▶ [WHAT IS ASKED]:
Render each line of the data below as a Markdown table with the columns Row and Line, numbering the rows in order and omitting blank lines.
* begin LISTED RECORDS *
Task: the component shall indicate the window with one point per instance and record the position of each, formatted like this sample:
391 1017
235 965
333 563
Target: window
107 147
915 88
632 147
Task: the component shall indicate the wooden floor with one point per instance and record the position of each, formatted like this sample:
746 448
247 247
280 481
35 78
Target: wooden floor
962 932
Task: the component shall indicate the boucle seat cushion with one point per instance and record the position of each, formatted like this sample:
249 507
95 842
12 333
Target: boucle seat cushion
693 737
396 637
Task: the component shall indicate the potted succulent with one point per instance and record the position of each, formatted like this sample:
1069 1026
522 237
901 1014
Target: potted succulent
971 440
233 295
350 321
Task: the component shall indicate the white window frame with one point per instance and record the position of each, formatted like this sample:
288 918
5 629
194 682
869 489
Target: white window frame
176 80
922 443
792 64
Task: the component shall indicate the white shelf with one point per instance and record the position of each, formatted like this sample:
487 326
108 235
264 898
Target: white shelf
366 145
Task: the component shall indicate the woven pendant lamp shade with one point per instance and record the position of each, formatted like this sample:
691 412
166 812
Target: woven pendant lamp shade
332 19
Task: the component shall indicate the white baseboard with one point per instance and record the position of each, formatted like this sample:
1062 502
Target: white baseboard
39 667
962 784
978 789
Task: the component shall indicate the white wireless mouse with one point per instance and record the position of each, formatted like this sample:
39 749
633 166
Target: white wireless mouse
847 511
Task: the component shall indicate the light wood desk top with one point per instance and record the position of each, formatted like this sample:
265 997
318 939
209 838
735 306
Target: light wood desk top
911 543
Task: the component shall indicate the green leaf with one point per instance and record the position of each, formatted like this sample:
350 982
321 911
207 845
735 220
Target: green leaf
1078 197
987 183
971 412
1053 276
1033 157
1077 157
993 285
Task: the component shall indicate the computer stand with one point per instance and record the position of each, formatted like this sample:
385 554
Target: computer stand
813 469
* end LISTED RECORDS *
▶ [WORKED SOLUTION]:
| Row | Line |
|---|---|
| 1 | Task: the component shall indicate the window with one point per instance and record the position of each, formatted like this sample: |
| 2 | 391 1017 |
| 3 | 235 965 |
| 4 | 333 563 |
| 5 | Target: window |
| 6 | 107 147 |
| 7 | 915 88 |
| 8 | 632 147 |
| 9 | Task: the component shall indicate the wooden floor with one point per instance and record the position of each, formatted like this sample: |
| 10 | 746 448 |
| 11 | 247 247 |
| 12 | 280 481 |
| 13 | 35 78 |
| 14 | Target: wooden floor |
| 15 | 962 932 |
| 16 | Task: the component shall indicate the boucle seat cushion with one point per instance and record the position of each, formatted like this sample: |
| 17 | 249 507 |
| 18 | 95 842 |
| 19 | 12 333 |
| 20 | Target: boucle seat cushion |
| 21 | 693 737 |
| 22 | 396 637 |
| 23 | Task: the component shall indicate the potted succulent with one point per instance and record the position of each, formatted like this sample: |
| 24 | 1069 1026 |
| 25 | 522 237 |
| 26 | 901 1014 |
| 27 | Target: potted succulent |
| 28 | 971 440 |
| 29 | 233 295 |
| 30 | 350 321 |
| 31 | Task: the component shall indicate the white window frame with one point per instance and record the position of each, formatted like this sample: |
| 32 | 288 918 |
| 33 | 5 629 |
| 34 | 194 682 |
| 35 | 869 489 |
| 36 | Target: white window frame |
| 37 | 176 80 |
| 38 | 922 443 |
| 39 | 792 64 |
| 40 | Task: the component shall indicate the white shelf with one point per instance and record the position of each, formatted like this sample: |
| 41 | 487 326 |
| 42 | 108 235 |
| 43 | 264 898 |
| 44 | Target: white shelf |
| 45 | 366 145 |
| 46 | Task: the component shall indicate the woven pendant lamp shade with one point per instance and record the position of each, formatted like this sample: |
| 47 | 691 412 |
| 48 | 166 812 |
| 49 | Target: woven pendant lamp shade |
| 50 | 332 19 |
| 51 | Task: the component shall indicate the white baseboard with one point per instance and record the position of each, formatted like this sample: |
| 52 | 1062 502 |
| 53 | Target: white baseboard |
| 54 | 39 667 |
| 55 | 962 784 |
| 56 | 978 789 |
| 57 | Task: the component shall indicate the white wireless mouse with one point per instance and record the position of each, formatted like this sample: |
| 58 | 39 749 |
| 59 | 633 166 |
| 60 | Target: white wireless mouse |
| 61 | 847 511 |
| 62 | Task: the component shall indicate the light wood desk top with one point per instance and record the position of each, formatted like this sample: |
| 63 | 265 997 |
| 64 | 318 939 |
| 65 | 209 838 |
| 66 | 735 306 |
| 67 | Target: light wood desk top |
| 68 | 911 543 |
| 69 | Task: the component shall indicate the green leaf with one point per instance and record the position of each, formatted like this sample: |
| 70 | 350 982 |
| 71 | 321 911 |
| 72 | 207 845 |
| 73 | 735 220 |
| 74 | Target: green leaf |
| 75 | 1078 197 |
| 76 | 987 183 |
| 77 | 971 412 |
| 78 | 1053 276 |
| 79 | 1033 157 |
| 80 | 1077 157 |
| 81 | 993 285 |
| 82 | Task: the component shall indicate the computer stand with one point per instance and record the position of each, formatted like this sample: |
| 83 | 385 554 |
| 84 | Target: computer stand |
| 85 | 813 469 |